# WORK REQUIRED:
Copy the following lines word for word.

# GIVEN RECORDS:
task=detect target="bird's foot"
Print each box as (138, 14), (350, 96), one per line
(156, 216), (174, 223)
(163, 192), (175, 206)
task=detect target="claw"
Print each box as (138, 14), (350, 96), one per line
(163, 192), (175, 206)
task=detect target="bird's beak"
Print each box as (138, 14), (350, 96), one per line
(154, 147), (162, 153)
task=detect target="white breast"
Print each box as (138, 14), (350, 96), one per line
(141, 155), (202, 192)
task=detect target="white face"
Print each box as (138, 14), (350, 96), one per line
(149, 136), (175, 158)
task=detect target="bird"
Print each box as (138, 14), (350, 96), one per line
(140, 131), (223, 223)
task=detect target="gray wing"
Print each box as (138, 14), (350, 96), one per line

# OUTPUT OF THE TASK:
task=detect target="bird's foot"
Print each box as (138, 14), (350, 96), one per line
(156, 216), (174, 223)
(163, 192), (175, 206)
task=detect target="claw"
Print each box as (138, 14), (350, 96), one per line
(163, 192), (175, 206)
task=detect target="bird's beak"
Print each box as (138, 14), (350, 96), one per line
(154, 147), (162, 153)
task=detect target="white breast"
Print each box as (138, 14), (350, 96), one per line
(141, 155), (202, 192)
task=detect target="white face"
Print each box as (138, 14), (350, 96), one per line
(149, 136), (175, 158)
task=detect target="bird"
Print each box as (138, 14), (350, 96), one per line
(140, 131), (223, 223)
task=detect target="gray wing"
Print each box as (138, 14), (350, 96), one per line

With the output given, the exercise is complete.